**Written tasks**
- A) According to the potato crisp history, in what year did commercial crisp production begin in the UK, and who started it?
- B) Using the potato crisp history, explain why the heat pump installed at Walkers Crisps in 1974 was important.
- C) List every method or technology for storing potatoes that the potato crisp history names.

**Given passage**

━━━━━━━━

Our part in the history of the Potato Crisp

In 1974 Kimpton installed a heat pump at Walkers Crisps in Leicester that played a key part in the development of the UK crisp industry. It has always been difficult to store potatoes and stop them from sprouting or rotting, but this innovation allowed them to buy in bulk, when prices were cheap and store them for longer than ever before and benefit from a stable and consistently priced supply of their main staple ingredient.

So, how did this come about and what happened before our involvement?

First, a little about about potatoes themselves.

Potatoes were initially cultivated by the Andean people as long as 7-10,000 years ago. They were know for their hardiness and ability to grow in harsh mountain conditions. These early farmers developed many different varieties of potatoes, each suited to different climates and altitudes.

The potato was introduced to Europe by Spanish explorers in the late 16th century. It was initially viewed with suspicion and was not widely adopted as a food crop. However, its ability to grow in poor soil and its high nutritional content eventually led to its widespread acceptance.

In the early days of potato cultivation, potatoes were typically consumed soon after they were harvested. However, as the potato became a more important food crop, farmers began to look for ways to store potatoes for longer periods of time.

One of the earliest techniques for long-term storage was to bury potatoes in pits or cellars. This method helped to keep the potatoes cool and dry, which prevented them from sprouting or rotting. However, this was unreliable. In the 19th century, Potato Clamps became the norm. In a clamp, the potatoes are stacked in layers, with straw between each layer to help absorb moisture and prevent rotting. Commercial-sized clamps were used for storing large quantities of potatoes.

As refrigeration became more common, cold storage became the new norm, replacing the almost agricultural methods of years gone by, but this was still prone to problems with moisture causing rot.

When the commercial production of crisps began in 1913 in the UK, by Frank Smith of Smiths Crisps, potato storage became an industrial scale problem. During World War II, crisps became even more popular in the UK due to rationing and the need for portable, non-perishable snacks. The popularity of crisps continued to grow even further after the war, with new flavours and varieties quickly making them the nations favourite.

━━━━━━━━

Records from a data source
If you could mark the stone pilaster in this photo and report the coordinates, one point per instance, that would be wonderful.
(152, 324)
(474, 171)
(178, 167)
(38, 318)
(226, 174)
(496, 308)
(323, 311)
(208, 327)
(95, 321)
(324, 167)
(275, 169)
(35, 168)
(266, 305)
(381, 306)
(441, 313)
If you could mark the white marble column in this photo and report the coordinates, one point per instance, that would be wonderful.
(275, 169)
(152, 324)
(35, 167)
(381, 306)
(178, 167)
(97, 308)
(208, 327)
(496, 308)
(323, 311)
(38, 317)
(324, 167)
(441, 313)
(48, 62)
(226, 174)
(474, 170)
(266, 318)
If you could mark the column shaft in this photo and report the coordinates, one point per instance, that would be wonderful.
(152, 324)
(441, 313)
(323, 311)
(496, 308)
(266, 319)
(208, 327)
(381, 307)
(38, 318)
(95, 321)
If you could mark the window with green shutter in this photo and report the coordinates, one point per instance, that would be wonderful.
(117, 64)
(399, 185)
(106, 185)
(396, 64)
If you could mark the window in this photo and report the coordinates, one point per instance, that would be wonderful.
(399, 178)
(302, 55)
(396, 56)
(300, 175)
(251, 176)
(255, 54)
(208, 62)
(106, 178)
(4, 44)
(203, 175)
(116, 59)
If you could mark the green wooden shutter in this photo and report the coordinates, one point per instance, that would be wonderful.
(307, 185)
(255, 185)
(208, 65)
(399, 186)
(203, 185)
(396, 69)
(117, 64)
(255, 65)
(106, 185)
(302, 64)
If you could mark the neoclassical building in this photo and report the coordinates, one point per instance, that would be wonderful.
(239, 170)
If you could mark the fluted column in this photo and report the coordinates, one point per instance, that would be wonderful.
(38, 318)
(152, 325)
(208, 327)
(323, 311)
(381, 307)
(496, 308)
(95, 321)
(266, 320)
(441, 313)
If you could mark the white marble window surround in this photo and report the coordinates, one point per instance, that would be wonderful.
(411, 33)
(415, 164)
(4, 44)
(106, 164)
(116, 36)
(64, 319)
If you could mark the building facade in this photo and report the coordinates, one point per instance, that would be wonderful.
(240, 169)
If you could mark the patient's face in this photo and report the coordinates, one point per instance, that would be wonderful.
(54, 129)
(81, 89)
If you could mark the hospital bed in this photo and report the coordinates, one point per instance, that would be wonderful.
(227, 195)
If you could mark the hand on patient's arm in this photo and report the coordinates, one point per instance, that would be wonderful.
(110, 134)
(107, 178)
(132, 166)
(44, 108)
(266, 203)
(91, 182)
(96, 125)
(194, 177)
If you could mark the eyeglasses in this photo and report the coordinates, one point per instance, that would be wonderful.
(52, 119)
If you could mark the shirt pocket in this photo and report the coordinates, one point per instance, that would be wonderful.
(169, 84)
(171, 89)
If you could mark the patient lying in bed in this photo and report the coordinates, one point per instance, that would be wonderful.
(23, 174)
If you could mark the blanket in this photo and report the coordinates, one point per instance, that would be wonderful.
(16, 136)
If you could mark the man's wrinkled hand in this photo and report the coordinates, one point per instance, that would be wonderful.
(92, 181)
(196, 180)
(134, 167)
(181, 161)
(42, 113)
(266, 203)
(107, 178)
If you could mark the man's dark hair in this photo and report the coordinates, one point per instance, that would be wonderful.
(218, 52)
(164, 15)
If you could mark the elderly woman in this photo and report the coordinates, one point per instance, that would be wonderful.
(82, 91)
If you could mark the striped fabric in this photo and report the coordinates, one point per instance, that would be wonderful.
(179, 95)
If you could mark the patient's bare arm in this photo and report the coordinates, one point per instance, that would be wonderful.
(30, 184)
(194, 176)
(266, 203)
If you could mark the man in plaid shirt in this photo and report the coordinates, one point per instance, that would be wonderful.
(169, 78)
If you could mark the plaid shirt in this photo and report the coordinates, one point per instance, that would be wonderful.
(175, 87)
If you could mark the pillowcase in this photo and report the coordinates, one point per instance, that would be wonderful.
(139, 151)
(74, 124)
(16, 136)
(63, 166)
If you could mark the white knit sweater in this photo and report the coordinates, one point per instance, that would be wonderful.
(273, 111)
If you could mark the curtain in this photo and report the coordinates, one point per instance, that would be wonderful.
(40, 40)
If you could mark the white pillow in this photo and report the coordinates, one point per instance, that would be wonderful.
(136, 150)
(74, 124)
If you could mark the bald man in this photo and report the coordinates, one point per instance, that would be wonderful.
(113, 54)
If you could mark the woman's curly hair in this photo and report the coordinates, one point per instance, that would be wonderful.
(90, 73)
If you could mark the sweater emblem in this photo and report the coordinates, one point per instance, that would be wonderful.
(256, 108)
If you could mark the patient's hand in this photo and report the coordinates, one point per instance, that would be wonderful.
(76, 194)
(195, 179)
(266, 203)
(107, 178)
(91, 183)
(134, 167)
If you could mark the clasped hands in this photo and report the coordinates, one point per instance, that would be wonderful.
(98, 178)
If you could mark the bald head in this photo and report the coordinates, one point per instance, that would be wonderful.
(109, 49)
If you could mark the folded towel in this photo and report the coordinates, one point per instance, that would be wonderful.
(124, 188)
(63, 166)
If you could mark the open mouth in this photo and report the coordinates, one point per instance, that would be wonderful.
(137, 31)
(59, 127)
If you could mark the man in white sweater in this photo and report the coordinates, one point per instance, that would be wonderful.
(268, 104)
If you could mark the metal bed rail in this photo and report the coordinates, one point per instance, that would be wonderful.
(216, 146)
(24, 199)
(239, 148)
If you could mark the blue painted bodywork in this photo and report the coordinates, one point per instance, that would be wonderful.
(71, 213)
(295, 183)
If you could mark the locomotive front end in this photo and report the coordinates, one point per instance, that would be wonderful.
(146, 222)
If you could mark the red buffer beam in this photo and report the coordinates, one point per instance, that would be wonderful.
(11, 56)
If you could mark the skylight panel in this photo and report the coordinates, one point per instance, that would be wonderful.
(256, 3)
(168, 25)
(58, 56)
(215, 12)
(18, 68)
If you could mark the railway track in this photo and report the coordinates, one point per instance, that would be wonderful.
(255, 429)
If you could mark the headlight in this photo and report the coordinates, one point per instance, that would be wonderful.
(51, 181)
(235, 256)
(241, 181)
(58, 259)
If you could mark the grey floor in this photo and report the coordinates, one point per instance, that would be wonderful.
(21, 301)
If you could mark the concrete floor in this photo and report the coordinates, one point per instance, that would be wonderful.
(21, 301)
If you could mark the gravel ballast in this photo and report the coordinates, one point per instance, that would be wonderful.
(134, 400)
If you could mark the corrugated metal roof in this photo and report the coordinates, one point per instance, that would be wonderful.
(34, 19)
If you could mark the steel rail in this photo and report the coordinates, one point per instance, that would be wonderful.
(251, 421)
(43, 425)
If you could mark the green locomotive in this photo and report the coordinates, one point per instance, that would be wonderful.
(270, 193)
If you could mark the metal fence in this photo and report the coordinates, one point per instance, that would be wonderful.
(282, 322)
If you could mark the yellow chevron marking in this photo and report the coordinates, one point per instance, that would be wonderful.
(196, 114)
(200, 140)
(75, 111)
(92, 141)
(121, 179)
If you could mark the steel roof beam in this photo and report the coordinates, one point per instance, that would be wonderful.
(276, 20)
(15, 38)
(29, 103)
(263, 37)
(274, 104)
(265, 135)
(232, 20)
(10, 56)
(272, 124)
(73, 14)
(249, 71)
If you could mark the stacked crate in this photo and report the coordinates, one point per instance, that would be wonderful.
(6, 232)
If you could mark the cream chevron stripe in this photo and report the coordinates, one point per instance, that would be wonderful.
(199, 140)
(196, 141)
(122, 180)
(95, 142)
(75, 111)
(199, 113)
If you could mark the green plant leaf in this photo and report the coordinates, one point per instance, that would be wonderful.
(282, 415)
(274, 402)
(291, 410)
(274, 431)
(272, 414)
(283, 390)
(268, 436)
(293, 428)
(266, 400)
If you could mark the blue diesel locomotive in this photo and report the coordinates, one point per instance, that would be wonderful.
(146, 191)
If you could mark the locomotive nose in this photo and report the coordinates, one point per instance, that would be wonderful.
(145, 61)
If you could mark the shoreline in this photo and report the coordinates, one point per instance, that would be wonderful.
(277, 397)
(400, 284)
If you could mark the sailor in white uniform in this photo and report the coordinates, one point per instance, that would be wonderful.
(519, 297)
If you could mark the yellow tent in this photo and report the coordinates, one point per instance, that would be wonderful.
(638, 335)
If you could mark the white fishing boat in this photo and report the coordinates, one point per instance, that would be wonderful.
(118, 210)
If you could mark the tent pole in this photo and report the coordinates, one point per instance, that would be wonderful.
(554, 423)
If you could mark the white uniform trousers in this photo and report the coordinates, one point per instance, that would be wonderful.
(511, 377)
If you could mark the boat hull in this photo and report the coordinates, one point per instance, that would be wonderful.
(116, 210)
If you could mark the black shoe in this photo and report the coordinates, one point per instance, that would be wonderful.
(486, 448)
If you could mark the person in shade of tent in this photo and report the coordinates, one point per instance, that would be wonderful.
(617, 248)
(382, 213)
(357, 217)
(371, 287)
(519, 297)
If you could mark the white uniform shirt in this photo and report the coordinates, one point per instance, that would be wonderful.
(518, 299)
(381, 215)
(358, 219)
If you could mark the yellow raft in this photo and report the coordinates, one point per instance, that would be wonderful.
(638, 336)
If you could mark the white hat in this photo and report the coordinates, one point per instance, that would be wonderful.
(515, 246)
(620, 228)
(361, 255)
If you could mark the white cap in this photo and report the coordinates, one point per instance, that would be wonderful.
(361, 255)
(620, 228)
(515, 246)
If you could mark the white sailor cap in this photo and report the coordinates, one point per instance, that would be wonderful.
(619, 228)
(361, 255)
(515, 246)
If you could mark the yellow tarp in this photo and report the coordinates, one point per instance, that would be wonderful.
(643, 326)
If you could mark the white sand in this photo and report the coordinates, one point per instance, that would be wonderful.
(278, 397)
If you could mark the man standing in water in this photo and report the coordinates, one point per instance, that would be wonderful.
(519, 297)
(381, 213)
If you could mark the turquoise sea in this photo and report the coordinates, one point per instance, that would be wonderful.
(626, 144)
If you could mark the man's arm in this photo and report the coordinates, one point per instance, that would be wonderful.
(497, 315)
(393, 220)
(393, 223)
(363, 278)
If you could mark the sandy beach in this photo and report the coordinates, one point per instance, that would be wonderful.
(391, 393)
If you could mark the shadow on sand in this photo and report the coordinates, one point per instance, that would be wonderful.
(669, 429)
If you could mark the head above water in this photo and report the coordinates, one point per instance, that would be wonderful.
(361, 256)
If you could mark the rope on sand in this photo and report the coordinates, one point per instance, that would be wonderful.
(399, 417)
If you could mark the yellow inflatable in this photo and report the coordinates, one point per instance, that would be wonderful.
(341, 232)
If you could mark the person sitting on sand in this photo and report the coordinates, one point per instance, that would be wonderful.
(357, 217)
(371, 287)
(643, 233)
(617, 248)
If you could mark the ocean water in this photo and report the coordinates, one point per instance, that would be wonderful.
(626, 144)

━━━━━━━━

**Worked answers**
- A) It began in 1913, started by Frank Smith of Smiths Crisps.

- B) Potatoes had always been hard to store without sprouting or rotting. The heat pump let Walkers buy potatoes in bulk when prices were cheap and store them for longer than ever before. This gave them a stable, consistently priced supply of their main ingredient.

- C)
- Burying potatoes in pits or cellars
- Potato clamps
- Cold storage (refrigeration)
- The heat pump Kimpton installed at Walkers Crisps